KUTIPAN HALAMAN –
__________
Kelompok suku masyarakat Punjabi dari India Utara banyak terdapat di kota-kota besar di Jawa, seperti Jakarta, Bandung, Yogyakarta, Surabaya, dll. dan pada umumnya mereka hidup sebagai pedagang. Banyak dari mereka yang beragama Sikh. Beberapa tokoh terkemuka dari masyarakat ini misalnya adalah Raam Punjabi, raja sinetron Indonesia dan istrinya, Rakhee Punjabi, H.S. Dillon, pakar ekonomi pertanian.Kehidupan masyarakat Indonesia keturunan India dikemas dengan begitu unik dalam serial televisi "Raj's Family" di salah satu stasiun televisi swasta.

Seorang tokoh Punjabi-Indonesia yang sering terlupakan adalah Gurnam Singh, pelari maraton pada era 1960-an yang menjadi pelari tercepat Asia pada Asian Games 1962 di Jakarta.[5] Gurnam Singh juga berasal dari Sumatera Utara.

Orang-orang Gujarati dahulu datang ke Indonesia untuk menyebarkan agama Islam.[6] Pada saat ini, mereka terkonsentrasi dalam satu wilayah yang dinamakan sebagai Kampung Pekojan.
__________
DATA MENTAH –

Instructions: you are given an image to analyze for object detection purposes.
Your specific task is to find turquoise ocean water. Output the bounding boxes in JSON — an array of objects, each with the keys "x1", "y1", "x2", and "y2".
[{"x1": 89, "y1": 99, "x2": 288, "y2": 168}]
__________
DAFTAR PERMINTAAN –
**a)** Sebutkan semua orang yang disebut namanya dalam kutipan halaman tentang masyarakat keturunan India di Indonesia.
**b)** Teruskan kutipan halaman tentang masyarakat keturunan India di Indonesia, dimulai setelah kalimat terakhirnya.

DAFTAR JAWABAN –
**a)**
- Raam Punjabi
- Rakhee Punjabi
- H.S. Dillon
- Gurnam Singh

**b)**
Selain itu, di Indonesia ada pula kelompok suku masyarakat Sindhi yang juga banyak berperan dalam dunia perdagangan di Indonesia. Mereka umumnya bergerak di bidang industri garmen dan tekstil, makanan dan pertanian, perfilman, intan permata dan batu-batu mulia. Masyarakat Sindhi di Indonesia mempunyai organisasi sosial yang bernama "Gandhi Seva Loka" yang banyak memberikan bantuan kepada komunitas mereka sendiri, serta menyelenggarakan proram orang tua asuh secara teratur. Organisasi ini juga menolong kaum fakir-miskin di kalangan masyarakat yang lebih luas, khususnya ketika ekonomi negara dilanda krisis yang berkepanjangan.

Di dalam aktivitas sosialnya, masyarakat India-Indonesia mendirikan sekolah Gandhi International School di Jakarta. Selain itu, ada pula beberapa Gurdwara, yakni tempat ibadah bagi mereka yang beragama Sikh, dan kuil bagi mereka yang beragama Hindu dan Jain.

Berbagai kelompok masyarakat dari anak benua India telah datang ke kepulauan Indonesia sejak masa pra-sejarah. Di Bali, misalnya, berbagai sisa keramik sejak abad pertama Masehi telah ditemukan. Malah nama Indonesia sendiri berasal dari bahasa Latin Indus "India" dan bahasa Yunani nêsos "pulau" yang secara harafiah berarti 'Kepulauan India'.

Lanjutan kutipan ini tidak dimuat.